**INSTRUCTIONS TO FOLLOW**
Word for word, restate each of the records below.

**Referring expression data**
════
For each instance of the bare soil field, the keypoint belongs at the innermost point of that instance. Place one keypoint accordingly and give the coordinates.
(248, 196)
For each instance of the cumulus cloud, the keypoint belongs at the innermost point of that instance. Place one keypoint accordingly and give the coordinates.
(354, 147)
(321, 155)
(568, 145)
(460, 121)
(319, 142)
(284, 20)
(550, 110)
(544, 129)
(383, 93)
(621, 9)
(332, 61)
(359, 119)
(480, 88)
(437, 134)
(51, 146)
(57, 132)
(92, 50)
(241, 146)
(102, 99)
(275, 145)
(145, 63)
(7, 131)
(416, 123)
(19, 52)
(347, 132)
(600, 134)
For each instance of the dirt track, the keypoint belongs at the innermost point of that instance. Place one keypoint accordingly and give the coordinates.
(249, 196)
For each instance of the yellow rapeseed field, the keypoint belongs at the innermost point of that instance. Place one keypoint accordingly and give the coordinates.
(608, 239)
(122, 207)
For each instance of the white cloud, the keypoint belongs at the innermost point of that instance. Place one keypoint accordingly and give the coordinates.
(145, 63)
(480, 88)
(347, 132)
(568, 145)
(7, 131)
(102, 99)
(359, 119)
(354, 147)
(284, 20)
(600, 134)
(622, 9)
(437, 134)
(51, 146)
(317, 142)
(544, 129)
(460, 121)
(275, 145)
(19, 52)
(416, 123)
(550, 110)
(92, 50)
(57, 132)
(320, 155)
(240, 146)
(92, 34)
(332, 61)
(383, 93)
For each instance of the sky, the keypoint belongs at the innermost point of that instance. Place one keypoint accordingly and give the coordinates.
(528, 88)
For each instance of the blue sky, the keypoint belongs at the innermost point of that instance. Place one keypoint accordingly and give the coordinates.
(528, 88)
════
**ANSWER BOX**
For each instance of the bare soil field, the keypoint belongs at the innermost point of that instance. Place one keypoint accordingly and give the coordinates.
(248, 196)
For each instance of the cumulus cloud, the keypoint belongs at the innermost point of that instance. Place one keypoint accordingly and give the coordinates.
(354, 147)
(321, 155)
(568, 145)
(460, 121)
(319, 142)
(284, 20)
(550, 110)
(544, 129)
(383, 93)
(621, 9)
(332, 61)
(359, 119)
(480, 88)
(437, 134)
(51, 146)
(57, 132)
(92, 50)
(241, 146)
(102, 99)
(275, 145)
(145, 63)
(7, 131)
(416, 123)
(19, 52)
(347, 132)
(600, 134)
For each instance of the dirt track, the keypoint belongs at the innermost point of that instance. Place one keypoint accordingly and give the coordinates.
(249, 196)
For each instance of the yellow rapeseed field, the keypoint belongs at the innermost point of that instance. Place one keypoint accordingly and give the coordinates.
(608, 239)
(122, 207)
For each instance of the white cloud, the keypoint belongs at the innermost point of that instance. Place one keypoint accordingly and give the coordinates.
(145, 63)
(480, 88)
(347, 132)
(568, 145)
(7, 131)
(102, 99)
(359, 119)
(354, 147)
(284, 20)
(600, 134)
(622, 9)
(437, 134)
(51, 146)
(317, 142)
(544, 129)
(460, 121)
(275, 145)
(19, 52)
(416, 123)
(550, 110)
(92, 50)
(57, 132)
(320, 155)
(240, 146)
(92, 34)
(332, 61)
(383, 93)
For each instance of the sky, the keypoint belongs at the innermost point of that instance. Place one keypoint accordingly and give the coordinates.
(528, 88)
For each instance of the blue sky, the keypoint belongs at the innermost point of that instance. Place one keypoint accordingly and give the coordinates.
(528, 88)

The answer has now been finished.